=== ABOUT THIS TASK ===
In the entries below, find every line holding the string "gray" and collect it.

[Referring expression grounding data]
----

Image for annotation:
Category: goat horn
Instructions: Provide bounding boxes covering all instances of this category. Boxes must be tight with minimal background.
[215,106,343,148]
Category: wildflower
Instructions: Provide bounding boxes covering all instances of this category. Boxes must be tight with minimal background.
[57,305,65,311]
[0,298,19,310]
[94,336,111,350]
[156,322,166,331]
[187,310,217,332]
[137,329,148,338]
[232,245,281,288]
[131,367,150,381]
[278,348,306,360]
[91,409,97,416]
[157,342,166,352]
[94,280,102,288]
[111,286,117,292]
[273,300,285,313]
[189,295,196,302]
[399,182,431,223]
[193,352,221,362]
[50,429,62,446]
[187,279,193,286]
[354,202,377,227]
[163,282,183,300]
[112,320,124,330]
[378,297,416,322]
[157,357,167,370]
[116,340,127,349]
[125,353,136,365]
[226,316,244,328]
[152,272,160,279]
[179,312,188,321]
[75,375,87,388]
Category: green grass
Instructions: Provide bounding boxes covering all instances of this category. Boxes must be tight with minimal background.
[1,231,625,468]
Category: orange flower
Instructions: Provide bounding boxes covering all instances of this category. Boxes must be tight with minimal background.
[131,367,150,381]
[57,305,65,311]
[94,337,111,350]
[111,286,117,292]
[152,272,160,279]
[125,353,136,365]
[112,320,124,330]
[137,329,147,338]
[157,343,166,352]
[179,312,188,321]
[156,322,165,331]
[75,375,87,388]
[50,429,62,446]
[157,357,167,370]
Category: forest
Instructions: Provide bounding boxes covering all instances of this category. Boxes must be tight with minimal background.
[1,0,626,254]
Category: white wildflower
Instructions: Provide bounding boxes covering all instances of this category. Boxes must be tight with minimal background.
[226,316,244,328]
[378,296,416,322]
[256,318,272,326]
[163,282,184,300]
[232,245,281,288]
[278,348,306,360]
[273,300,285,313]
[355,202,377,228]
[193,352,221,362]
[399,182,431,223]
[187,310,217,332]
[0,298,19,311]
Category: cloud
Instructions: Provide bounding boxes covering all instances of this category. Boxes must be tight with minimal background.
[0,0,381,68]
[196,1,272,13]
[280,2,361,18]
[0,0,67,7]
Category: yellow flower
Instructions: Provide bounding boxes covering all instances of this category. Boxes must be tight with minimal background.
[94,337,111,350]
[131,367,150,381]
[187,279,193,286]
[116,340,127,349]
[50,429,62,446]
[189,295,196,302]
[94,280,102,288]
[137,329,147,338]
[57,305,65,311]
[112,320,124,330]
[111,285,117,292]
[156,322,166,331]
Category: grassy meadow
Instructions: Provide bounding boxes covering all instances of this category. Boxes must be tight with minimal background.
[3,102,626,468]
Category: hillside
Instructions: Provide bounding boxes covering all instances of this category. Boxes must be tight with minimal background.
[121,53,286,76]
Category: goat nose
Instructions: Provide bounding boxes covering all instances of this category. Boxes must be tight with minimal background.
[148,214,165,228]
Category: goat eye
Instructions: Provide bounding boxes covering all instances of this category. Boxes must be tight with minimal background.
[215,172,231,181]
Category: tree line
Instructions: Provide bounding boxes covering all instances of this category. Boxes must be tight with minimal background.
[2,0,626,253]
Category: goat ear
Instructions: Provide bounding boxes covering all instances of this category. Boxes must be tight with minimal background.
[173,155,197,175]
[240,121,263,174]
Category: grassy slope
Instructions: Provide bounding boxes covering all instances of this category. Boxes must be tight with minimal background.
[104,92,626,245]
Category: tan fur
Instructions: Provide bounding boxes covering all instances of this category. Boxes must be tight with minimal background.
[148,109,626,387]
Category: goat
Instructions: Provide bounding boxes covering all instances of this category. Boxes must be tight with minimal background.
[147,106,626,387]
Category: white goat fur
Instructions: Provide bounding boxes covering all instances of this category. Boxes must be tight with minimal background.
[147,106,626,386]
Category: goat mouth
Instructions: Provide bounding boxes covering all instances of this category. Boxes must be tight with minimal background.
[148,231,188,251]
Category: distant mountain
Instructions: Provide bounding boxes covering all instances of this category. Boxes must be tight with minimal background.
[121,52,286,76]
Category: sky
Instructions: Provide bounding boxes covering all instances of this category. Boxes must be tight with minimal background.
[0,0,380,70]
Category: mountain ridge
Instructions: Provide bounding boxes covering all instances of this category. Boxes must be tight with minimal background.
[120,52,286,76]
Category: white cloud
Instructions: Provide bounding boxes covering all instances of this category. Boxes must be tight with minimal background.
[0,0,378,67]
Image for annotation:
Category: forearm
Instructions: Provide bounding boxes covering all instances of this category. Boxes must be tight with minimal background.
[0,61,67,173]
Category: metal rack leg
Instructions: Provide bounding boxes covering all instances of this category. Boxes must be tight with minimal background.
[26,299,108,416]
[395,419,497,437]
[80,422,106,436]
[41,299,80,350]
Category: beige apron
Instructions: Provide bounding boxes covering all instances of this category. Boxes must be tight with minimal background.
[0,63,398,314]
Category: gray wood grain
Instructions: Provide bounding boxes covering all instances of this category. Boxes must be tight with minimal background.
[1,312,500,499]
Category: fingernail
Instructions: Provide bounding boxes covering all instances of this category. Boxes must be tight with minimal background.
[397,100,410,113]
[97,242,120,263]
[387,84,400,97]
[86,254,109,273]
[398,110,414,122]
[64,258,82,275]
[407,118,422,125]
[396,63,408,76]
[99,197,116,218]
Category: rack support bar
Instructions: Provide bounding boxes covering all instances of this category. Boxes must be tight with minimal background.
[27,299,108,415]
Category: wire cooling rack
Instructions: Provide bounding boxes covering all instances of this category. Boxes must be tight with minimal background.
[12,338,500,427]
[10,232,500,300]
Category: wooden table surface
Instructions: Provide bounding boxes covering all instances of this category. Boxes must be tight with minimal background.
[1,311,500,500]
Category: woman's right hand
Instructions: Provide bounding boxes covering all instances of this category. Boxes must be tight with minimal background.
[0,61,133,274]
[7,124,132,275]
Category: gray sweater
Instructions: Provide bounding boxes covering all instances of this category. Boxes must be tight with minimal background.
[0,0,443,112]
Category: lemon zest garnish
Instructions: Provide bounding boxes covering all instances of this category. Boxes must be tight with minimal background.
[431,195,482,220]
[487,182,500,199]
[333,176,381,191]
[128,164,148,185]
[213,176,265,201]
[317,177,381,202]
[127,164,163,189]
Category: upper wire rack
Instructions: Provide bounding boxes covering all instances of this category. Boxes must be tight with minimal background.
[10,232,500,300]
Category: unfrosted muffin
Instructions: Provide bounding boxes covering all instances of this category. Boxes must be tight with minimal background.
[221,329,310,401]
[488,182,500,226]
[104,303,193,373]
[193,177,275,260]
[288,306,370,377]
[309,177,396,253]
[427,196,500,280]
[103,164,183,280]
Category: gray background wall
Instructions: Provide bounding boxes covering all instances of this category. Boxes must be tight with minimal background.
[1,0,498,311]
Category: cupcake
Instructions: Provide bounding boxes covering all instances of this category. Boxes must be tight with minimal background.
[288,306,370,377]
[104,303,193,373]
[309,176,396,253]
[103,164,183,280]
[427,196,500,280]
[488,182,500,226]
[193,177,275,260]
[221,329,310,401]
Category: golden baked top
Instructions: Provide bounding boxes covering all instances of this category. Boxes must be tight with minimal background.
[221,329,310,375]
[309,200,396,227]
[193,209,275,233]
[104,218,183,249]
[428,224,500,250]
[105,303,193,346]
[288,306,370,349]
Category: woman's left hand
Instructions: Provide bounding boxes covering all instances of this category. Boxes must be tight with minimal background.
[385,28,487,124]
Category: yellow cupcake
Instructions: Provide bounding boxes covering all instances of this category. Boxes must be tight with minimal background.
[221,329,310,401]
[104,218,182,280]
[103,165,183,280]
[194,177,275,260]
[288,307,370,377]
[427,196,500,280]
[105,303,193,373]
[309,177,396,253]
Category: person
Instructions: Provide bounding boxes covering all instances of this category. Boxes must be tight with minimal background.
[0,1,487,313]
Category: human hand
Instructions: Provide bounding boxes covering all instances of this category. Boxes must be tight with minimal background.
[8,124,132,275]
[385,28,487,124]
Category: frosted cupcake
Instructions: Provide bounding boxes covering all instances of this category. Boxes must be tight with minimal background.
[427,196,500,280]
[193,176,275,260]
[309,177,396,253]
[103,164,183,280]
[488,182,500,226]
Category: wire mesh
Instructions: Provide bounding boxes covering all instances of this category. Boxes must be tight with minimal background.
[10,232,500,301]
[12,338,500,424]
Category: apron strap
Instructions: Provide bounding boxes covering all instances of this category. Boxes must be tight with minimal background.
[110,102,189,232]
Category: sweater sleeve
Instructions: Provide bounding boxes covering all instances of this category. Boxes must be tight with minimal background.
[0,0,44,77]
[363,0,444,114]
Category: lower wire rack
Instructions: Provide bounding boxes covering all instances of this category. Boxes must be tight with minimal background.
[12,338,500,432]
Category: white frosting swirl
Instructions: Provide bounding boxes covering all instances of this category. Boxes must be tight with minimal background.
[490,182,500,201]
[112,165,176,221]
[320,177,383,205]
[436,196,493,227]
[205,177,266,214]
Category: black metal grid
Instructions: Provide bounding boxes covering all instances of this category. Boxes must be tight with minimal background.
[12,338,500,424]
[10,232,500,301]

----

=== REPLY ===
Category: gray wood grain
Category: gray sweater
Category: gray background wall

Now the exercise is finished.